**Aim of the exercise**: Repeat the data word for word from the line with "find bird's throat" up to and including the last line, leaving out the pictures.

-- Material provided start --

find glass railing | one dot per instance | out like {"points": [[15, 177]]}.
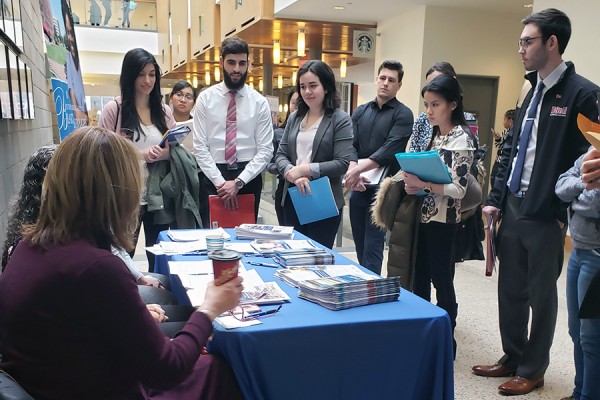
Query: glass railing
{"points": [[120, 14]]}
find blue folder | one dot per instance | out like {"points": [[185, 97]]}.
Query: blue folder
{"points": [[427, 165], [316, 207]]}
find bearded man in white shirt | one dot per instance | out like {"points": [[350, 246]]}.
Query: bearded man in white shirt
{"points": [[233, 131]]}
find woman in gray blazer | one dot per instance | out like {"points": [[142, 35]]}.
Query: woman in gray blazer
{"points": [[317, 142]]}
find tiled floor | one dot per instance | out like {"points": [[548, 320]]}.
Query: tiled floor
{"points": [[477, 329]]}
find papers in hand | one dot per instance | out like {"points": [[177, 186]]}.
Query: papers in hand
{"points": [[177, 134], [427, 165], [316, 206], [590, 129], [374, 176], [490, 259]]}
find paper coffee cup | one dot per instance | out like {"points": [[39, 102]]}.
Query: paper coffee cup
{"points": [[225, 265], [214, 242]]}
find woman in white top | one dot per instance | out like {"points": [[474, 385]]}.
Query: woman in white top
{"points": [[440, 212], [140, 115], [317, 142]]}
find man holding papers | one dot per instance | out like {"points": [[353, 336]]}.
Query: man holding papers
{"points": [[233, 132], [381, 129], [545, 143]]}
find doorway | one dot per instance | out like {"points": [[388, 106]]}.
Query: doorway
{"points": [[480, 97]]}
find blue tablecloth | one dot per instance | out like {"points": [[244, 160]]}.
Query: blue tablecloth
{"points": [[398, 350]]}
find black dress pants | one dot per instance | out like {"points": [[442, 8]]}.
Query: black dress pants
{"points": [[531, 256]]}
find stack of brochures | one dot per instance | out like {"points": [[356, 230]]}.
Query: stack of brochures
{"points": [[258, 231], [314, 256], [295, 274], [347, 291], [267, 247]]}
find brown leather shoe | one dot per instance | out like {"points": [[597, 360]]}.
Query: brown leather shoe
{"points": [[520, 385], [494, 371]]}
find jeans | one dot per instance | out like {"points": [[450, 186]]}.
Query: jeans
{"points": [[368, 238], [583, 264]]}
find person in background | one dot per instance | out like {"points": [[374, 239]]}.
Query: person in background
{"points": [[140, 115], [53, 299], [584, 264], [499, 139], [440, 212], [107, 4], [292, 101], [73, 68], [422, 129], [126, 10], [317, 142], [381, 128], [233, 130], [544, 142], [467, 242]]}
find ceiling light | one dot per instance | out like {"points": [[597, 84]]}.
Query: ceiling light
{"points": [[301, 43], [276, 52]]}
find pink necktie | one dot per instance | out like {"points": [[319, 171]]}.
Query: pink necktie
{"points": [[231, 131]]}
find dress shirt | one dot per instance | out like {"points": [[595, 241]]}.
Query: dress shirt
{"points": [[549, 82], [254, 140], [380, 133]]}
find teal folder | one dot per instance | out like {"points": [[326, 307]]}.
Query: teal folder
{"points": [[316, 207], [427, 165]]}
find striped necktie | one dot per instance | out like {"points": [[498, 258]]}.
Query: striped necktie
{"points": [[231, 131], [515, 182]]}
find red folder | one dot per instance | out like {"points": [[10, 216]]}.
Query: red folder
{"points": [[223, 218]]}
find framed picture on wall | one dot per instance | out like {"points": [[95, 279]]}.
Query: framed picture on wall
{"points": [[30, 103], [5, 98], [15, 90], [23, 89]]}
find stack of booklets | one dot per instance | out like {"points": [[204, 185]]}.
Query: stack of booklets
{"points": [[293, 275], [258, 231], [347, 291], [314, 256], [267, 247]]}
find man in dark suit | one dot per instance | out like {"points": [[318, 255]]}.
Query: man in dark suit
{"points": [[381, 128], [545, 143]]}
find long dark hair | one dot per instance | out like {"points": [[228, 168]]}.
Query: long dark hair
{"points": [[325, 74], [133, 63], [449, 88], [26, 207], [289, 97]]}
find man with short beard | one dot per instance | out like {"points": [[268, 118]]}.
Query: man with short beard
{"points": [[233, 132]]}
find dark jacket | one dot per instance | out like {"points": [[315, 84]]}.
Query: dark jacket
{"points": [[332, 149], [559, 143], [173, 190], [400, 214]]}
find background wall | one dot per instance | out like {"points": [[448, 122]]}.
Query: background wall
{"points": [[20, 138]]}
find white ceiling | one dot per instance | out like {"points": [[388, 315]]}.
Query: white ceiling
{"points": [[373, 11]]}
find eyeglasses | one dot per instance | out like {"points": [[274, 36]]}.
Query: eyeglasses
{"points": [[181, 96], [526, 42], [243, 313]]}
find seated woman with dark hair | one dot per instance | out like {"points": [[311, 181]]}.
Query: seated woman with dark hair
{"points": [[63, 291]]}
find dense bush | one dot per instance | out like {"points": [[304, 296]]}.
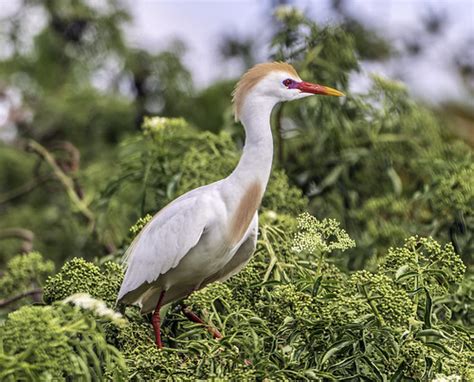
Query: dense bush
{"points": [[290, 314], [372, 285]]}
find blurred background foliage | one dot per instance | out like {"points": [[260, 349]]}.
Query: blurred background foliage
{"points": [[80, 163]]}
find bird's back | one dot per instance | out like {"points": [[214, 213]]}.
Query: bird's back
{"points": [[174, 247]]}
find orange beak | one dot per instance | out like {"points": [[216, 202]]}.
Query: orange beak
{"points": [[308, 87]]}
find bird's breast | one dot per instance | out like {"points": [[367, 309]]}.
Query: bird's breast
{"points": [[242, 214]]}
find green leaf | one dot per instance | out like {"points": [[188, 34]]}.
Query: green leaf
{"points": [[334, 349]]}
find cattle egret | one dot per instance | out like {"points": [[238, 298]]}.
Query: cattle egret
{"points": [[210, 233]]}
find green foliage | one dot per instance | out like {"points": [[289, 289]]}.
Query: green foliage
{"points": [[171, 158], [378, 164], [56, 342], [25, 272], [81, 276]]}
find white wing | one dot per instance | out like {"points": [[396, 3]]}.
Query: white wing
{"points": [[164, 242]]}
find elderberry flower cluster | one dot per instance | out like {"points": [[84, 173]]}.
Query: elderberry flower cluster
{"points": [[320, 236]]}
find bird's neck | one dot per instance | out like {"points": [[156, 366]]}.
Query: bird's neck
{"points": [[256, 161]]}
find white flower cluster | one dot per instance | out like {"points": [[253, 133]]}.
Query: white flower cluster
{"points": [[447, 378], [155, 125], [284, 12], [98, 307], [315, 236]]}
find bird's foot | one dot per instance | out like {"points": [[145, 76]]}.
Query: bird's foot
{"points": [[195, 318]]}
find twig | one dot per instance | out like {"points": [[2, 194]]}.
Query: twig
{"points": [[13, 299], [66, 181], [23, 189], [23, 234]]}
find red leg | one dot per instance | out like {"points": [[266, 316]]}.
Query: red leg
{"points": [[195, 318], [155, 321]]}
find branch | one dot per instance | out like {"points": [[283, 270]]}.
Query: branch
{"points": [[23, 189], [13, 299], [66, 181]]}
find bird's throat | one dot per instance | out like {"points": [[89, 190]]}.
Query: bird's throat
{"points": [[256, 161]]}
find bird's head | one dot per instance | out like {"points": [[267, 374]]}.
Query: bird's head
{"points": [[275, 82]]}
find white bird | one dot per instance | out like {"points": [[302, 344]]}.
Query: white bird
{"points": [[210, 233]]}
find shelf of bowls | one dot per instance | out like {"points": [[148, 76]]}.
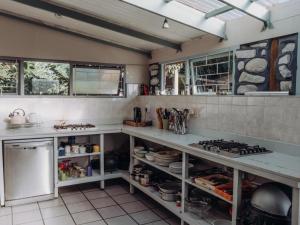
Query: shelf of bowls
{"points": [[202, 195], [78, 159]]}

-- Material provided end --

**The answer**:
find bird's throat | one dot per instance | out like {"points": [[89, 190]]}.
Query: bird's throat
{"points": [[256, 161]]}
find bird's head | one dot per instance | out like {"points": [[267, 374]]}.
Query: bird's head
{"points": [[275, 82]]}
find white bird | one dot per instance | out like {"points": [[302, 344]]}.
Query: white bird
{"points": [[210, 233]]}
find shelf of bowls | one dot per instance | out like {"points": [[148, 76]]}.
Query: shelf of bowls
{"points": [[202, 195], [78, 159]]}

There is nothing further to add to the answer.